Tasks and exercises:
**1.** Using the blog post about arriving in Scotland, answer these:
(a) On which dates did the preparatory seminar take place?
(b) In which city did the writer change planes, and how long was the transfer time?
(c) How much time passed between the end of the seminar and the departure?
**2.** According to the blog post about arriving in Scotland, why did the writer hope to build a sense of safety that goes beyond planning and organizing during the seminar?
**3.** Resume the blog post about arriving in Scotland after its final sentence, keeping the same first-person voice.
==== Supplied text ====
Somewhere New – My Arrival in Scotland
Updated: Oct 14, 2020
Soon after I had received the message from Corbenic Camphill Community that I can begin my voluntary social year on the 1st of August as planned, the notice from the Friends of Waldorf Education with the date of the preparatory seminar followed. It took place from 13th to 22nd of July, which made me very happy because it meant that my voluntary year could begin just as planned despite the coronavirus pandemic.
The preparatory seminar from the Friends of Waldorf Education taught me so much, not only in regards to my voluntary social year but also for life. It started with ice-breaker games and opportunities to get to know the other participants. In the evening, we had our first daily get-together by the fire to talk about our expectations of the seminar. My wish for those 10 days was to develop a feeling of safety that goes beyond planning and organizing. The last few months have shown that nothing is safe no matter how well prepared you are. So instead of focusing on exterior aspects, I want to find the serenity within myself to be able to master every task that I am given.
In the following days, I got to know the other participants better and friendships were formed. Every morning, we learned about tools of connection, exercises that help us to be present and connect with the environment. Through different course units, we reconnected with our motivation for the coming year, concluded our schooldays, and learned about different aspects of social work like non-violent communication, forms of disabilities, curative education and social therapy, anthroposophy, discrimination, privileges and identity. In the evening rounds, everyone was encouraged to talk about the things that were on their mind. The last two days were dedicated to saying goodbye, whether that was to the seminar or our previous life.
The seminar made my gap year in Scotland become more real to me, which was scary but also exciting at the same time. I found new friends among the other participants and I am thankful for being a part of this group of such kind and accepting people. The seminar was a life lesson for me rather than just a preparation for the voluntary social year. I really feel like I can overcome anything now, especially with the boosted self-confidence that the people around me gave me.
Between the seminar and my departure was only one week. I still had a lot of packing to do and I wanted to meet my grandparents and my best friends one last time before going to Scotland. Both meetings were very emotional and when I saw my two best friends for the last time, I realized just how much our friendship means to me.
My journey to Scotland began in the morning of the 29th of July. My parents brought me to the airport and my dog accompanied us. As we parted, the feeling to know that I am not going to be able to see my parents for a long time was overwhelming. I flew with KLM from Hamburg airport to Amsterdam, where I had a transfer time of four hours, and from Amsterdam to Edinburgh. At the airport in Edinburgh, someone from the Community was so kind to pick me up. During the car journey, we talked a lot about the work in the Community. When I finally arrived at Corbenic in the evening, I was welcomed very warmly by the co-workers as well as the residents from my house.
==== Source material ====
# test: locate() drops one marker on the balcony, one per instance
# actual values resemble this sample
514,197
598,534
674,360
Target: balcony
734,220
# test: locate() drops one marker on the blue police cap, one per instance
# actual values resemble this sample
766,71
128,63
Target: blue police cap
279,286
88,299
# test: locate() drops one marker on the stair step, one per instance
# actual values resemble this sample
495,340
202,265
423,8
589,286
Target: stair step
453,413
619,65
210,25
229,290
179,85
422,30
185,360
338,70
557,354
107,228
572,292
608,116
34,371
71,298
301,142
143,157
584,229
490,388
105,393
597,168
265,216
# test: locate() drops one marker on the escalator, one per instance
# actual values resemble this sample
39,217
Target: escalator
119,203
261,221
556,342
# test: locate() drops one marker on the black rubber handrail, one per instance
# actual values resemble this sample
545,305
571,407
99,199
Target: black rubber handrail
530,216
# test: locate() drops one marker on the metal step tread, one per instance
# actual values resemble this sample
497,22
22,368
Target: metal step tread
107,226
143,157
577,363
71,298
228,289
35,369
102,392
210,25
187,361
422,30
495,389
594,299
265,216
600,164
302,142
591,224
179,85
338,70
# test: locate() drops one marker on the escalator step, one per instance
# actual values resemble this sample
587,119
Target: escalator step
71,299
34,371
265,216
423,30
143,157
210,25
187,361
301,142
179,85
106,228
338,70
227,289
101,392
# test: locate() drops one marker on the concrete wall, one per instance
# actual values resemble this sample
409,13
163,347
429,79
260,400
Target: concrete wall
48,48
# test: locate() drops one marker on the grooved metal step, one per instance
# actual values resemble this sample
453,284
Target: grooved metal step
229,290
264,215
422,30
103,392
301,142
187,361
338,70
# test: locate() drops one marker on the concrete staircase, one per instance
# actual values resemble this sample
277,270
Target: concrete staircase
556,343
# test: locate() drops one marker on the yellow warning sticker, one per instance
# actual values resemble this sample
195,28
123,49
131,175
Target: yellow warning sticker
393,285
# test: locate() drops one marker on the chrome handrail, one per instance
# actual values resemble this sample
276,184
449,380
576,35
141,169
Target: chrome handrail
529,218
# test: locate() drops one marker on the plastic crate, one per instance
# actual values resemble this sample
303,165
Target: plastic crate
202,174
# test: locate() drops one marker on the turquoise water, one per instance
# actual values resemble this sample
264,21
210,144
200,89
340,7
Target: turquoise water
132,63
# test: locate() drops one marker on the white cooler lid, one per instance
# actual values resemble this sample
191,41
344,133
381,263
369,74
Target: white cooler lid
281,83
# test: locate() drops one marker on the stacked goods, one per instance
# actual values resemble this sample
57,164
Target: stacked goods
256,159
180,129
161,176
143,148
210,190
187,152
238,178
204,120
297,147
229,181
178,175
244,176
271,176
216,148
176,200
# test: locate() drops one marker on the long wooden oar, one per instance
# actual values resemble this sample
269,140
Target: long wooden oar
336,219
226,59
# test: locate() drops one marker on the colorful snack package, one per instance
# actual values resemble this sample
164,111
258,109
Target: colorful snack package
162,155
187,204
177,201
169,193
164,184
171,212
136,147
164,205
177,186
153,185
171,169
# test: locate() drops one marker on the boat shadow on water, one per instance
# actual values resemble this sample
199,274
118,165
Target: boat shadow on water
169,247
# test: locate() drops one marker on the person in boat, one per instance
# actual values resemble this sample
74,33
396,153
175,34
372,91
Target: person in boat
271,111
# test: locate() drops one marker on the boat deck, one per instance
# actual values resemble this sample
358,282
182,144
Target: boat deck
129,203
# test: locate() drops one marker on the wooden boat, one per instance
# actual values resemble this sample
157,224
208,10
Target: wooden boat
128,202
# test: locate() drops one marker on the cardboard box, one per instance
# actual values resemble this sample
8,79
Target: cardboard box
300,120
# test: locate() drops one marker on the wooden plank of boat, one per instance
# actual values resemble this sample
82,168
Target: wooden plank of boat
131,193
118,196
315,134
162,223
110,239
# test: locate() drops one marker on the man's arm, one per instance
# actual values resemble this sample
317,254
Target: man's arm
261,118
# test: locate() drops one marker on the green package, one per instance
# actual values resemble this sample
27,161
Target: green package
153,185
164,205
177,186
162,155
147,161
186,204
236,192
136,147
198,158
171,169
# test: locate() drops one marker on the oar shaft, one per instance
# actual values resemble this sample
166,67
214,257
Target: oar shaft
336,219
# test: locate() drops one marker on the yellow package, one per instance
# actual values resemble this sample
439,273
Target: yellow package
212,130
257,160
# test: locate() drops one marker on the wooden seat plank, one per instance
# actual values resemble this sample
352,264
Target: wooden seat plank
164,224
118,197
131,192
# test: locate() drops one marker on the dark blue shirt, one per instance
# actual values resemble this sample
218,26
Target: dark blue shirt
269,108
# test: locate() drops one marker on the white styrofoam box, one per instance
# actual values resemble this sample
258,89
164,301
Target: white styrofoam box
====
Written responses:
**1.**
(a) From the 13th to the 22nd of July.
(b) Amsterdam, with a transfer time of four hours.
(c) One week.

**2.** The last few months had shown the writer that nothing is safe, however well prepared you are. So instead of focusing on exterior aspects, the writer wanted to find the serenity within to master every task given.

**3.**
Within Corbenic I was assigned to Mullach house, accommodating four residents at the top floor of the main house Drumour Lodge. On my first day, I was allowed to get up late and afterwards the house parent of Mullach showed me around the estate. I joined the pottery workshop after lunch, during which I already received a hug by one of the residents. In the following days, I learned about the aspects of community life by shadowing the other co-workers every shift. I got to know the morning and evening routine of each resident and soon I was allowed to perform the care myself.
On Saturdays, we go somewhere for an outing. Although the options are limited at the moment due to the virus, we were able to go to a café in Meikleour for my first outing and to a parc in Crieff the week after. Sundays are for relaxation and we usually play games or go for a walk with the residents. On my first Sunday, the other volunteer and I wanted to go for a walk on the Corbenic Poetry Path when suddenly one of the residents started screaming and went back inside. I was insecure at first, but the other co-workers told me that I don’t have to worry about it because it is normal behaviour. In order to better understand each resident, I read their folders which provided additional information about how to deal with them.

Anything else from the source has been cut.